§ What you should do
Set out every line of the records below as a Markdown table with the columns Row and Line, numbering the rows in order and omitting any blank lines.

[Pointing dataset excerpts]
* * * * * * *
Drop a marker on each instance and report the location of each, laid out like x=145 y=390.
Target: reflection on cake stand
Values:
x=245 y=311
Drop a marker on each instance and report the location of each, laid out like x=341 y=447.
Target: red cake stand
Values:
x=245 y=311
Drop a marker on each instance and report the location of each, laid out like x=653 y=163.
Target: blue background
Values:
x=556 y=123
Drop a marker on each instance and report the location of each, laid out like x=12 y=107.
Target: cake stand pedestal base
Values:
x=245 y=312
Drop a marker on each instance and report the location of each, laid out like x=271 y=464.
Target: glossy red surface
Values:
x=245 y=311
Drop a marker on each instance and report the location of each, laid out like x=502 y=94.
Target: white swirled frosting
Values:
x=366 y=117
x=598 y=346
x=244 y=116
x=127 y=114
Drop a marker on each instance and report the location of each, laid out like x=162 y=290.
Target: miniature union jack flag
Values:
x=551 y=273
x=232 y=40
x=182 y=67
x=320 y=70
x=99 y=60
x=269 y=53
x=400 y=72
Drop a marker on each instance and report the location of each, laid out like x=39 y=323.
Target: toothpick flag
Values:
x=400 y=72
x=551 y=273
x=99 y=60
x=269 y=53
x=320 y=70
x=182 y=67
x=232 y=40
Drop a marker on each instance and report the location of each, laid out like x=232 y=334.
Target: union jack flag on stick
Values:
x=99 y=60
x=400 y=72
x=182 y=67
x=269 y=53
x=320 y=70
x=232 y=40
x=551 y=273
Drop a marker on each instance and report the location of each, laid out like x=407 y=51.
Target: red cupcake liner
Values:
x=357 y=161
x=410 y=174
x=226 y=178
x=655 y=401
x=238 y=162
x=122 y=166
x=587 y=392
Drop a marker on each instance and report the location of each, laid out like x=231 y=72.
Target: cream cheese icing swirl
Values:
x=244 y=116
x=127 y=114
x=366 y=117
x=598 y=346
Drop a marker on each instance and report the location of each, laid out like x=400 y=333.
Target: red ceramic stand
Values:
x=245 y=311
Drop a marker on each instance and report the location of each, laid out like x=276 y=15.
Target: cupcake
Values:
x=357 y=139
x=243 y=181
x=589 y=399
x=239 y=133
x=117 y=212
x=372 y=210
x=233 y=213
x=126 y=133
* * * * * * *
§ Output
| Row | Line |
|---|---|
| 1 | Drop a marker on each instance and report the location of each, laid out like x=145 y=390. |
| 2 | Target: reflection on cake stand |
| 3 | Values: |
| 4 | x=245 y=311 |
| 5 | Drop a marker on each instance and report the location of each, laid out like x=341 y=447. |
| 6 | Target: red cake stand |
| 7 | Values: |
| 8 | x=245 y=311 |
| 9 | Drop a marker on each instance and report the location of each, laid out like x=653 y=163. |
| 10 | Target: blue background |
| 11 | Values: |
| 12 | x=556 y=123 |
| 13 | Drop a marker on each instance and report the location of each, laid out like x=12 y=107. |
| 14 | Target: cake stand pedestal base |
| 15 | Values: |
| 16 | x=245 y=312 |
| 17 | Drop a marker on each instance and report the location of each, laid out like x=271 y=464. |
| 18 | Target: glossy red surface |
| 19 | Values: |
| 20 | x=245 y=311 |
| 21 | Drop a marker on each instance and report the location of each, laid out like x=502 y=94. |
| 22 | Target: white swirled frosting |
| 23 | Values: |
| 24 | x=366 y=117 |
| 25 | x=598 y=346 |
| 26 | x=244 y=116 |
| 27 | x=127 y=114 |
| 28 | Drop a marker on each instance and report the location of each, laid out like x=162 y=290. |
| 29 | Target: miniature union jack flag |
| 30 | Values: |
| 31 | x=551 y=273 |
| 32 | x=232 y=40 |
| 33 | x=182 y=67 |
| 34 | x=320 y=70 |
| 35 | x=99 y=60 |
| 36 | x=269 y=53 |
| 37 | x=400 y=72 |
| 38 | Drop a marker on each instance and report the location of each, laid out like x=39 y=323. |
| 39 | Target: toothpick flag |
| 40 | Values: |
| 41 | x=400 y=72 |
| 42 | x=551 y=273 |
| 43 | x=99 y=60 |
| 44 | x=269 y=53 |
| 45 | x=320 y=70 |
| 46 | x=182 y=67 |
| 47 | x=232 y=40 |
| 48 | Drop a marker on each instance and report the location of each, laid out like x=232 y=334. |
| 49 | Target: union jack flag on stick |
| 50 | Values: |
| 51 | x=99 y=60 |
| 52 | x=400 y=72 |
| 53 | x=182 y=67 |
| 54 | x=269 y=53 |
| 55 | x=320 y=70 |
| 56 | x=232 y=40 |
| 57 | x=551 y=273 |
| 58 | Drop a marker on each instance and report the location of each, laid out like x=407 y=51. |
| 59 | Target: red cupcake liner |
| 60 | Values: |
| 61 | x=357 y=161 |
| 62 | x=410 y=174 |
| 63 | x=226 y=178 |
| 64 | x=655 y=401 |
| 65 | x=238 y=162 |
| 66 | x=122 y=166 |
| 67 | x=587 y=392 |
| 68 | Drop a marker on each instance and report the location of each, laid out like x=231 y=72. |
| 69 | Target: cream cheese icing swirl |
| 70 | Values: |
| 71 | x=244 y=116 |
| 72 | x=127 y=114 |
| 73 | x=366 y=117 |
| 74 | x=598 y=346 |
| 75 | Drop a marker on each instance and report the location of each, laid out like x=400 y=333. |
| 76 | Target: red ceramic stand |
| 77 | Values: |
| 78 | x=245 y=311 |
| 79 | Drop a marker on each instance and report the location of each, laid out like x=276 y=15. |
| 80 | Target: cupcake |
| 81 | Values: |
| 82 | x=357 y=139 |
| 83 | x=243 y=181 |
| 84 | x=589 y=399 |
| 85 | x=239 y=133 |
| 86 | x=117 y=212 |
| 87 | x=372 y=210 |
| 88 | x=233 y=213 |
| 89 | x=126 y=133 |